Given request: Render the material below as a numbered list, omitting any blank lines.
**** Given records ****
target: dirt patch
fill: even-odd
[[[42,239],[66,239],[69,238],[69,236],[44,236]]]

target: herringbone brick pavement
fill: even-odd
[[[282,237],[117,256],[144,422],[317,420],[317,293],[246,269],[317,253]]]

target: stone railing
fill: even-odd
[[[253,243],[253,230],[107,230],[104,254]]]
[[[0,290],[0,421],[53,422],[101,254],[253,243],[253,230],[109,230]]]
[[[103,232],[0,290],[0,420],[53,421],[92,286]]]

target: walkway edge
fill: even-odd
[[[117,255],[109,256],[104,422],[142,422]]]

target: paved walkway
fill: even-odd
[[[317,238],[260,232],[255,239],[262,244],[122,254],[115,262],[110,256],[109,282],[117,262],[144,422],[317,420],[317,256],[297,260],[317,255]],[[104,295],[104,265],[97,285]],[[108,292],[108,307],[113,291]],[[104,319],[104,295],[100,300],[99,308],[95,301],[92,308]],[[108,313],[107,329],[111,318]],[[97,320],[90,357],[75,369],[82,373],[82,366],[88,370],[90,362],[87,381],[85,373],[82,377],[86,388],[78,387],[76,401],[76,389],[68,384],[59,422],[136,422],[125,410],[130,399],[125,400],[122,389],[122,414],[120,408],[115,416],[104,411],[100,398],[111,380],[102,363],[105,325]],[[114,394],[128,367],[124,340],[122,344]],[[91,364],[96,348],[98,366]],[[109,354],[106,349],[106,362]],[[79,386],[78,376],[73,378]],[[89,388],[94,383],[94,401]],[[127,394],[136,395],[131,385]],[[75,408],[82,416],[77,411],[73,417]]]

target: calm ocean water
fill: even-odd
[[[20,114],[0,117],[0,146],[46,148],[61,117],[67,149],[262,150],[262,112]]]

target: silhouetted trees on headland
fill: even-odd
****
Expected answer:
1. target: dirt patch
2. fill: even-odd
3. [[[42,239],[66,239],[69,238],[69,236],[44,236]]]
4. target: herringbone brick pavement
5. fill: even-odd
6. [[[282,237],[117,256],[144,422],[317,420],[317,293],[246,269],[317,253]]]
7. target: stone railing
8. fill: even-odd
9. [[[253,243],[253,230],[107,230],[104,254]]]
10. [[[0,290],[0,421],[53,422],[101,254],[253,243],[253,230],[109,230]]]
11. [[[103,232],[0,290],[0,420],[53,421],[92,286]]]
12. target: walkway edge
13. fill: even-odd
14. [[[117,255],[109,256],[104,422],[142,422]]]
15. target: paved walkway
16. fill: even-odd
17. [[[317,238],[260,232],[255,239],[262,244],[122,254],[115,262],[110,256],[109,282],[117,262],[144,422],[317,420],[317,256],[297,260],[317,255]],[[104,295],[104,265],[97,285]],[[108,292],[108,307],[113,291]],[[104,319],[104,295],[100,300],[99,308],[95,301],[92,308]],[[108,313],[107,329],[111,318]],[[97,320],[90,357],[75,369],[82,373],[82,366],[88,370],[90,362],[87,381],[85,373],[82,377],[86,388],[78,387],[76,401],[76,389],[68,384],[59,422],[136,422],[125,410],[130,399],[125,400],[122,389],[122,414],[120,408],[115,416],[104,411],[100,398],[111,380],[102,363],[105,325]],[[114,394],[128,367],[124,340],[122,344]],[[91,364],[96,348],[98,366]],[[109,354],[106,349],[106,362]],[[79,386],[78,376],[73,378]],[[89,388],[94,383],[94,401]],[[127,394],[136,395],[131,385]],[[75,408],[82,416],[77,411],[73,417]]]
18. target: calm ocean water
19. fill: even-odd
20. [[[20,114],[0,117],[0,146],[46,148],[61,117],[67,149],[262,150],[262,112]]]
21. target: silhouetted trees on headland
22. fill: even-odd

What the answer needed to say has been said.